→ **What is needed**: Here the job is to restate every entry word for word.

→ **Available records**:
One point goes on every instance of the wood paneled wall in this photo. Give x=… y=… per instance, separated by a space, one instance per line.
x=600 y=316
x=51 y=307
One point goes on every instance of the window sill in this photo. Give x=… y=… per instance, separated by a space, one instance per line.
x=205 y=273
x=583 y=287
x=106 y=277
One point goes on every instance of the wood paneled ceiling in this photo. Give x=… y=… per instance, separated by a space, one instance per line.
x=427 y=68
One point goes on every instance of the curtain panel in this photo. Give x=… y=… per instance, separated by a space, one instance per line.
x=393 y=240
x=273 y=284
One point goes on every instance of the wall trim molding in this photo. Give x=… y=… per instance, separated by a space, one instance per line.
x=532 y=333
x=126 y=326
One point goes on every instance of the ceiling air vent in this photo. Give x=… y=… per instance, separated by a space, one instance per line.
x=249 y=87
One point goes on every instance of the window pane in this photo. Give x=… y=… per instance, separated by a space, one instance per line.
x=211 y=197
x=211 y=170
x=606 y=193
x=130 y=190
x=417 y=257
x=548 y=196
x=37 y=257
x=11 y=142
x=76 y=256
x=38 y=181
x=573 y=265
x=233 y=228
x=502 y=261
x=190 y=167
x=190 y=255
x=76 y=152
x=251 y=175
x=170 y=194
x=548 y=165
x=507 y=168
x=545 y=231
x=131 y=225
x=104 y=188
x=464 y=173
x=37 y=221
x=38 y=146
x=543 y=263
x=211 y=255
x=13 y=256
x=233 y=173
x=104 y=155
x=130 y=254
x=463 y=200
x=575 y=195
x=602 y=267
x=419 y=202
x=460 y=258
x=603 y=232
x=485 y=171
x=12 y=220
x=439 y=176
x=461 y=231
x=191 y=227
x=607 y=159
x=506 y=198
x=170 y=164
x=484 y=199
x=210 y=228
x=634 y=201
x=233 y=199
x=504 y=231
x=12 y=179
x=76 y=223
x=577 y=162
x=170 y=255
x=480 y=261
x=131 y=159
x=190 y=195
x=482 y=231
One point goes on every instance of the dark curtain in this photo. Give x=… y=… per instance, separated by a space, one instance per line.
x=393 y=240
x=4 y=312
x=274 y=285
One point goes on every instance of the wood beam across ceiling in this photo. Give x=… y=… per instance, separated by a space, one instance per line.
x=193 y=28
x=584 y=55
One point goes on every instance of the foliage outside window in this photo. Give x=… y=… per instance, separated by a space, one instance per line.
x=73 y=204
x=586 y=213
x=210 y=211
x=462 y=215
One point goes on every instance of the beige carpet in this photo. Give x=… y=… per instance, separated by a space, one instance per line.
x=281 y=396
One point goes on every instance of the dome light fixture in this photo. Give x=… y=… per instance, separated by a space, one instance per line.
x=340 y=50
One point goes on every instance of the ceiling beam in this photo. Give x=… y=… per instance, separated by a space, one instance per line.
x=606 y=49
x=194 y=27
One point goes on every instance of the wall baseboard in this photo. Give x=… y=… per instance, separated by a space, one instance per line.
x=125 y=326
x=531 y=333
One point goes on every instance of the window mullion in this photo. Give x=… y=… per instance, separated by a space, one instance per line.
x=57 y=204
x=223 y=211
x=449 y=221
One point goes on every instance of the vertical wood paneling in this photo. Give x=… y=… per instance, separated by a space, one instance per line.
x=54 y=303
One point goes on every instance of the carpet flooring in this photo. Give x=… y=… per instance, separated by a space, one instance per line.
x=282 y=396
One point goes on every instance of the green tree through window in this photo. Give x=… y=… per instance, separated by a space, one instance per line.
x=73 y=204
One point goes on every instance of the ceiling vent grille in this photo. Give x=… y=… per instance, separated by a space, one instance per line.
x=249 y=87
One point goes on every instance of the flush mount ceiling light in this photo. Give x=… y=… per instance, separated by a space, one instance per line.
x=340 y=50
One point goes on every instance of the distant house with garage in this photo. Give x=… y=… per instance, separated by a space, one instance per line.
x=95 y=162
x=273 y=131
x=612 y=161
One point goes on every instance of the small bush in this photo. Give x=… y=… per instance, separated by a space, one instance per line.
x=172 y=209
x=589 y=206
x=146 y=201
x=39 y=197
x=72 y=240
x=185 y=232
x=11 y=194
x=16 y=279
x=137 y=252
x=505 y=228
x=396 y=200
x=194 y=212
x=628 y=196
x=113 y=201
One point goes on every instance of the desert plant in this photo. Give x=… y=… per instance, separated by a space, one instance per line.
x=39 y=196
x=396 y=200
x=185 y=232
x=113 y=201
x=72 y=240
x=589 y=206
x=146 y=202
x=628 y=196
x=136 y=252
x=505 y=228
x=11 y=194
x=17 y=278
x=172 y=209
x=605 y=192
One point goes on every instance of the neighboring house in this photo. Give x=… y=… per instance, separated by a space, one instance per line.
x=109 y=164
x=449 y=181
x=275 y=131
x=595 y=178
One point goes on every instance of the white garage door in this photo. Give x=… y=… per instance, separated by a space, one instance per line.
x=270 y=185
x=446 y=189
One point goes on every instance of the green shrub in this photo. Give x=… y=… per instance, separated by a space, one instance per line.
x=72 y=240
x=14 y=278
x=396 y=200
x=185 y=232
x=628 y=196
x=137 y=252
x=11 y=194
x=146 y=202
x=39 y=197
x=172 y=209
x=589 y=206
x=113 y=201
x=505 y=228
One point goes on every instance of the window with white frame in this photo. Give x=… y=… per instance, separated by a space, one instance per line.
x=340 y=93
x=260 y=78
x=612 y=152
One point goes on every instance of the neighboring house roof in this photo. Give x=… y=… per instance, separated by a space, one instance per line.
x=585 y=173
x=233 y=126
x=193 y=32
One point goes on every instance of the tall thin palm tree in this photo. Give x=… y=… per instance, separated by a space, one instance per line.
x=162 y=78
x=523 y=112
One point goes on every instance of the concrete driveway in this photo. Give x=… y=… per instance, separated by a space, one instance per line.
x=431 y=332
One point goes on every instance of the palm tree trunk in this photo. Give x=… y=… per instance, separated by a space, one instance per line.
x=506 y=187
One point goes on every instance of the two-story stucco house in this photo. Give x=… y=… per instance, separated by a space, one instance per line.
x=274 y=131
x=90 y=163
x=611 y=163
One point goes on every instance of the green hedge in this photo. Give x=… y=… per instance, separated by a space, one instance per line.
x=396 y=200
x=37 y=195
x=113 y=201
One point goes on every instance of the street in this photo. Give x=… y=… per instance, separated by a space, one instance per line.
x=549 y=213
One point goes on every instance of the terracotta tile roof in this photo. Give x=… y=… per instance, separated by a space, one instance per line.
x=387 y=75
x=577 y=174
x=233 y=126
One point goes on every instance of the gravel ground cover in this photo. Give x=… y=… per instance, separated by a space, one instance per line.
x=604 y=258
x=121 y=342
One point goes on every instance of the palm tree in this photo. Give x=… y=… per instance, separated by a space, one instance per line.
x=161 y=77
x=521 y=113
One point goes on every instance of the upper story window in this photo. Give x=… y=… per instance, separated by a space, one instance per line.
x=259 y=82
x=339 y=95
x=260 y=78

→ **Task solution**:
One point goes on every instance of the wood paneled wall in this photo. Give x=… y=… per instance, separated by a space, one instance per line.
x=600 y=316
x=51 y=307
One point goes on every instance of the window sill in this photo. Give x=… y=… per instance, separated by a space, one instance per line.
x=205 y=273
x=583 y=287
x=106 y=277
One point goes on every instance of the wood paneled ceiling in this photo. Give x=… y=… per instance, separated by a space, one instance per line.
x=427 y=68
One point goes on every instance of the curtain panel in this photo. Give x=… y=… per instance, separated by a space, one instance per line.
x=393 y=240
x=273 y=284
One point goes on every instance of the wall trim molding in this photo. Give x=… y=… per instance, separated by a space, one instance per line.
x=532 y=333
x=126 y=326
One point goes on every instance of the ceiling air vent in this photo. Give x=… y=… per instance, separated by a space, one instance per line.
x=249 y=87
One point goes on every instance of the window pane in this photo. Give x=… y=… per instance, separated by a space, one instance per line.
x=211 y=197
x=211 y=170
x=606 y=193
x=130 y=190
x=417 y=257
x=548 y=196
x=37 y=257
x=11 y=142
x=76 y=256
x=38 y=181
x=573 y=265
x=233 y=228
x=502 y=261
x=190 y=167
x=190 y=255
x=76 y=152
x=251 y=175
x=170 y=194
x=548 y=165
x=507 y=168
x=545 y=231
x=131 y=225
x=104 y=188
x=464 y=173
x=37 y=221
x=38 y=146
x=543 y=263
x=211 y=255
x=13 y=256
x=233 y=173
x=104 y=155
x=130 y=254
x=463 y=200
x=575 y=195
x=602 y=267
x=419 y=202
x=460 y=258
x=603 y=232
x=485 y=171
x=12 y=220
x=439 y=176
x=461 y=231
x=191 y=227
x=607 y=159
x=506 y=198
x=170 y=164
x=484 y=199
x=210 y=228
x=634 y=201
x=233 y=199
x=504 y=231
x=12 y=179
x=76 y=223
x=577 y=162
x=170 y=255
x=480 y=261
x=131 y=159
x=190 y=195
x=482 y=231
One point goes on every instance of the dark curtain in this photo. Give x=… y=… per instance, separated by a space, one instance per line.
x=393 y=240
x=4 y=312
x=274 y=285
One point goes on every instance of the wood beam across ceiling in this photo. Give x=… y=… per instance, separated by a space, one instance per line.
x=193 y=28
x=584 y=55
One point goes on every instance of the foliage outside window in this photo. Give x=… y=… per instance, separated by a space, one instance per line.
x=73 y=204
x=586 y=213
x=210 y=211
x=462 y=215
One point goes on every instance of the beige carpet in this photo. Give x=… y=… per instance, separated by a space, one instance per line.
x=281 y=396
One point goes on every instance of the dome light fixture in this photo. Give x=… y=… per instance, separated by a space, one instance per line.
x=340 y=50
One point goes on every instance of the ceiling beam in this photo. Give x=… y=… per instance, separated by a space, one instance per line.
x=606 y=49
x=194 y=27
One point goes on every instance of the wall baseboard in this photo. Give x=… y=… per instance, separated by a space, one instance per line.
x=125 y=326
x=531 y=333
One point goes on every instance of the window mullion in this photo. Give x=… y=… per instance, separated by a space, one instance per line.
x=57 y=204
x=223 y=211
x=449 y=221
One point goes on every instance of the vertical wood paneling in this photo. Give x=… y=… per instance, separated by a space, one instance per line.
x=54 y=303
One point goes on every instance of the carpet flooring in this photo. Give x=… y=… per instance, separated by a space, one instance per line.
x=282 y=396
One point goes on every instance of the green tree through window in this photo. Give x=… y=… per instance, separated by a space, one instance per line.
x=73 y=204
One point goes on every instance of the ceiling vent grille in this photo. Give x=… y=… per instance, separated by a space, one instance per line.
x=249 y=87
One point goes on every instance of the flush mount ceiling light in this photo. Give x=… y=… per instance, separated by a space, one instance per line.
x=340 y=50
One point goes on every instance of the distant house with garage in this photo. Give x=… y=… per instance, separated by a space, one instance per line.
x=95 y=162
x=273 y=131
x=612 y=161
One point goes on every instance of the small bush in this photo. Give x=… y=… per instance, separated by a space, one instance per line.
x=172 y=209
x=589 y=206
x=146 y=201
x=39 y=197
x=72 y=240
x=185 y=232
x=11 y=194
x=16 y=279
x=137 y=252
x=505 y=228
x=396 y=200
x=194 y=212
x=628 y=196
x=113 y=201
One point goes on every instance of the desert plant in this photo. Give x=… y=… per instance, separated by a space, one instance per line.
x=39 y=196
x=396 y=200
x=185 y=232
x=113 y=201
x=72 y=240
x=589 y=206
x=146 y=202
x=628 y=196
x=136 y=252
x=505 y=228
x=11 y=194
x=17 y=278
x=172 y=209
x=605 y=192
One point goes on every instance of the neighboring house in this photo. Give x=… y=… per instance, separated by a space, one instance per line.
x=109 y=164
x=449 y=181
x=275 y=131
x=595 y=178
One point goes on every instance of the white garage door in this photo. Give x=… y=… per instance, separated by a space, one instance per line.
x=270 y=185
x=446 y=189
One point goes on every instance of the green shrub in this photo. Give x=… y=… per instance, separated by a space, one instance per line.
x=72 y=240
x=14 y=278
x=396 y=200
x=185 y=232
x=628 y=196
x=137 y=252
x=11 y=194
x=146 y=202
x=39 y=197
x=172 y=209
x=589 y=206
x=113 y=201
x=505 y=228
One point goes on every instance of the window with white frame in this photo. Give x=… y=… per instance, separated by a space, one instance per line.
x=340 y=93
x=260 y=78
x=612 y=152
One point goes on every instance of the neighboring house roof in this photo. Give x=… y=… per instance, separated by a space, one instance per line.
x=585 y=173
x=233 y=126
x=193 y=32
One point goes on every instance of the tall thin palm tree in this photo. Give x=… y=… per instance, separated by a space, one instance per line.
x=162 y=78
x=523 y=112
One point goes on every instance of the concrete driveway in this photo. Give x=… y=… per instance, separated by a space, one instance per line.
x=431 y=332
One point goes on every instance of the palm tree trunk in this photo. Give x=… y=… per instance, separated by a space, one instance per line.
x=506 y=187
One point goes on every instance of the two-story stucco house in this photo. Give x=… y=… per instance, separated by a space, one instance per line.
x=274 y=131
x=90 y=163
x=611 y=163
One point goes on every instance of the green hedge in this photo. Give x=… y=… per instance, separated by a space, one instance per line.
x=396 y=200
x=37 y=195
x=113 y=201
One point goes on every instance of the street in this photo. Give x=… y=… per instance, separated by a space, one instance per line.
x=549 y=213
One point goes on every instance of the terracotta tile roof in this photo. Give x=… y=… per instance, separated by a space, one instance per line.
x=387 y=75
x=577 y=174
x=233 y=126
One point goes on every instance of the gravel ground cover in this photo. Give x=… y=… per instance, separated by a space, one instance per line.
x=604 y=258
x=121 y=342
One point goes on every instance of the palm tree in this photo. Give x=… y=… per instance, separated by a space, one instance per line.
x=161 y=77
x=521 y=113
One point goes on every instance of the upper story window in this photo. Give x=… y=… per instance, separated by a space, one instance per line.
x=259 y=82
x=339 y=95
x=260 y=78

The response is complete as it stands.